*Directions for this task*
Each entry that follows needs to be written out exactly, with nothing left out.

Stored items from a collection
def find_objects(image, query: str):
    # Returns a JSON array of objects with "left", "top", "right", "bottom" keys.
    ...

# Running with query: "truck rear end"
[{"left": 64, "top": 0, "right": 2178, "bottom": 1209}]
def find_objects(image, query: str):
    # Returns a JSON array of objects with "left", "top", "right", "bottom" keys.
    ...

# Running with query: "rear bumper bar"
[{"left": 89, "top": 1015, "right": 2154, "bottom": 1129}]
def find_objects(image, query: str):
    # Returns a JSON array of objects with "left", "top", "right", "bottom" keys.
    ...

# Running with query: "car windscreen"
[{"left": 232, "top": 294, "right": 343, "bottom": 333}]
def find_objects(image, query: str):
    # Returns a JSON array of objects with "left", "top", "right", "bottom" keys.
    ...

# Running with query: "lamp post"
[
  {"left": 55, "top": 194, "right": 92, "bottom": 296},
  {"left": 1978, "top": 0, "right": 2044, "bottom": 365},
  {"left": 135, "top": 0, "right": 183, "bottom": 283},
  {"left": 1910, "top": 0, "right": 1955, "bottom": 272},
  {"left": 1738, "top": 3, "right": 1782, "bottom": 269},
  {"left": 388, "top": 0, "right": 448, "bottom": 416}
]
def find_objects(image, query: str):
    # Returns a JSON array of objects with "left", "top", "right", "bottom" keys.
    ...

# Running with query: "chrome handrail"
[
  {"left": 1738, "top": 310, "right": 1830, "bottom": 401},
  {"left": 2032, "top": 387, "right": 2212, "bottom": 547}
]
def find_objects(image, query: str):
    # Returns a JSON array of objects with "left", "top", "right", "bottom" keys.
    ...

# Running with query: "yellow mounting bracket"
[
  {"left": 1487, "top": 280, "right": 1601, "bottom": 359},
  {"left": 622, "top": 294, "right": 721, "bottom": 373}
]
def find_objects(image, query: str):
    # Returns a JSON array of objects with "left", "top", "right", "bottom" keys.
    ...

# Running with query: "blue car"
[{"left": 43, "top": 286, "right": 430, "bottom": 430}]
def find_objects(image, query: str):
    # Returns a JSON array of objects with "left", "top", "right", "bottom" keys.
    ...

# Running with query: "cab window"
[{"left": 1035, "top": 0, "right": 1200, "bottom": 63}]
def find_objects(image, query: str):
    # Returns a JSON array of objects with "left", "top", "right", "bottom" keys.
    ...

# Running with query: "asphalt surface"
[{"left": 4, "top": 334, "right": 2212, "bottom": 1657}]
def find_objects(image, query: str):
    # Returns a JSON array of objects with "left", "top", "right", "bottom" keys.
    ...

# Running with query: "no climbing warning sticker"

*Task solution*
def find_objects(image, query: str):
    # Returns a JSON array of objects with "left", "top", "right", "bottom" keys.
    ...

# Running with query: "truck rear end"
[{"left": 64, "top": 0, "right": 2178, "bottom": 1209}]
def find_objects(image, query: str):
    # Returns a JSON array of objects with "left", "top", "right", "bottom" keys.
    ...

# Running with query: "rear bumper bar"
[{"left": 89, "top": 1015, "right": 2154, "bottom": 1129}]
def find_objects(image, query: str):
    # Returns a JSON array of objects with "left", "top", "right", "bottom" keys.
    ...

# Running with query: "car windscreen"
[{"left": 232, "top": 294, "right": 343, "bottom": 333}]
def find_objects(image, query: str):
    # Returns a JSON array of objects with "left", "top", "right", "bottom" keys.
    ...

# Running with query: "lamp post"
[
  {"left": 55, "top": 194, "right": 92, "bottom": 296},
  {"left": 1978, "top": 0, "right": 2044, "bottom": 365},
  {"left": 135, "top": 0, "right": 183, "bottom": 283},
  {"left": 1910, "top": 0, "right": 1955, "bottom": 272},
  {"left": 1738, "top": 3, "right": 1782, "bottom": 269},
  {"left": 388, "top": 0, "right": 448, "bottom": 416}
]
def find_objects(image, query: str):
    # Returns a JSON array of objects with "left", "top", "right", "bottom" keys.
    ...

# Running with query: "chrome handrail"
[
  {"left": 1738, "top": 310, "right": 1830, "bottom": 401},
  {"left": 2032, "top": 387, "right": 2212, "bottom": 547}
]
def find_objects(image, query: str):
    # Returns a JSON array of objects with "left", "top", "right", "bottom" keys.
    ...

# Running with query: "yellow mounting bracket"
[
  {"left": 1487, "top": 280, "right": 1601, "bottom": 359},
  {"left": 622, "top": 294, "right": 721, "bottom": 373}
]
def find_objects(image, query: str):
    # Returns a JSON array of objects with "left", "top", "right", "bottom" keys.
    ...

# Running with query: "blue car"
[{"left": 43, "top": 286, "right": 430, "bottom": 430}]
def find_objects(image, query: str):
    # Returns a JSON array of objects with "left", "top", "right", "bottom" keys.
    ...

# Running with query: "cab window"
[{"left": 1035, "top": 0, "right": 1200, "bottom": 63}]
def find_objects(image, query: str):
    # Returns a JSON array of objects with "left", "top", "right", "bottom" keys.
    ...

# Running with query: "asphalt surface"
[{"left": 4, "top": 334, "right": 2212, "bottom": 1657}]
def find_objects(image, query: str):
    # Returns a JSON array of objects with "left", "top", "right", "bottom" keys.
    ...

# Running with query: "no climbing warning sticker"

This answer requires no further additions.